Can you render every one of the lines below as a Markdown table with two columns, "No." for the row number and "Line" for the line itself, skipping any blank lines?

── Information given

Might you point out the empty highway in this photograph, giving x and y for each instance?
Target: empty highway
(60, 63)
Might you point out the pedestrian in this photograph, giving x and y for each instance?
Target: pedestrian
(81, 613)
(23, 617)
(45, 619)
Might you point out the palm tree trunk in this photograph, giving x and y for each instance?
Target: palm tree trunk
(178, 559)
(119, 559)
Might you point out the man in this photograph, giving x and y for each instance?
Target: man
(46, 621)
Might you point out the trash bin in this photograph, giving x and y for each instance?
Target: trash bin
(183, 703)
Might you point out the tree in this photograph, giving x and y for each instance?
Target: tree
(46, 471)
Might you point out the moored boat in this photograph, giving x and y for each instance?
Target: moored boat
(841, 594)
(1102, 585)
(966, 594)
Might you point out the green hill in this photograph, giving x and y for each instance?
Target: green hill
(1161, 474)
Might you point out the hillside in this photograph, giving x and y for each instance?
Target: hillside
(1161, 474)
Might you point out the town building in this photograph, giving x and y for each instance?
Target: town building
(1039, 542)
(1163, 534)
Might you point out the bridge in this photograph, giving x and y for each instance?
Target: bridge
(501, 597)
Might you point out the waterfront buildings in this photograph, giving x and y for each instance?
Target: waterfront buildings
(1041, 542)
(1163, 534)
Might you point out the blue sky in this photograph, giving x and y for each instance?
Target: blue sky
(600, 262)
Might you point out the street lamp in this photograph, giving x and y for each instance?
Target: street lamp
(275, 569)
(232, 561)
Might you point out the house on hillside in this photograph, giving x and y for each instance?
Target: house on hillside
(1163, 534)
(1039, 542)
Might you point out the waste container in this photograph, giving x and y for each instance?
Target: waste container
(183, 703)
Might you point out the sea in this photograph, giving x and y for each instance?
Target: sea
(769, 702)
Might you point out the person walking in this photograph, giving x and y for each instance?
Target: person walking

────

- Solved problem -
| No. | Line |
|---|---|
| 1 | Might you point out the empty highway in this photograph, giving x and y for each instance? |
| 2 | Target: empty highway |
| 3 | (60, 63) |
| 4 | Might you point out the pedestrian in this photograph, giving x and y for each instance? |
| 5 | Target: pedestrian |
| 6 | (81, 613) |
| 7 | (23, 617) |
| 8 | (45, 619) |
| 9 | Might you point out the palm tree trunk in this photograph, giving x and y for each instance? |
| 10 | Target: palm tree trunk |
| 11 | (178, 559) |
| 12 | (119, 559) |
| 13 | Might you point out the man in this photograph, giving x and y for each instance? |
| 14 | Target: man |
| 15 | (46, 621) |
| 16 | Might you point out the trash bin in this photograph, giving x and y for each instance? |
| 17 | Target: trash bin |
| 18 | (183, 703) |
| 19 | Might you point out the tree in this photograph, giving x and y for each instance? |
| 20 | Target: tree |
| 21 | (46, 471) |
| 22 | Might you point out the moored boat in this photograph, giving x and y for each instance? |
| 23 | Target: moored boat |
| 24 | (841, 594) |
| 25 | (1102, 585) |
| 26 | (966, 594) |
| 27 | Might you point out the green hill in this photograph, giving x and y for each instance? |
| 28 | Target: green hill |
| 29 | (1161, 474) |
| 30 | Might you point out the hillside in this photograph, giving x and y for each instance? |
| 31 | Target: hillside |
| 32 | (1161, 474) |
| 33 | Might you point out the town building in this photograph, giving x and y for each instance? |
| 34 | Target: town building |
| 35 | (1039, 542) |
| 36 | (1163, 534) |
| 37 | Might you point out the bridge in this photograph, giving x and y for each instance? |
| 38 | Target: bridge |
| 39 | (501, 597) |
| 40 | Might you point out the waterfront buildings in this photograph, giving x and y for each instance? |
| 41 | Target: waterfront buildings |
| 42 | (1041, 542) |
| 43 | (1163, 534) |
| 44 | Might you point out the blue sky in this photograph, giving x and y for each instance? |
| 45 | Target: blue sky |
| 46 | (600, 262) |
| 47 | Might you point out the street lamp in this photograph, giving x and y for each instance? |
| 48 | Target: street lamp |
| 49 | (275, 569) |
| 50 | (232, 561) |
| 51 | Might you point out the house on hillside in this photograph, giving x and y for each instance? |
| 52 | Target: house on hillside |
| 53 | (1163, 534) |
| 54 | (1039, 542) |
| 55 | Might you point out the waste container in this photograph, giving x and y for each instance? |
| 56 | Target: waste container |
| 57 | (183, 703) |
| 58 | Might you point out the sea in this photograph, giving x and y for each instance? |
| 59 | Target: sea |
| 60 | (769, 702) |
| 61 | Might you point out the person walking in this photograph, giving x and y for each instance? |
| 62 | Target: person walking |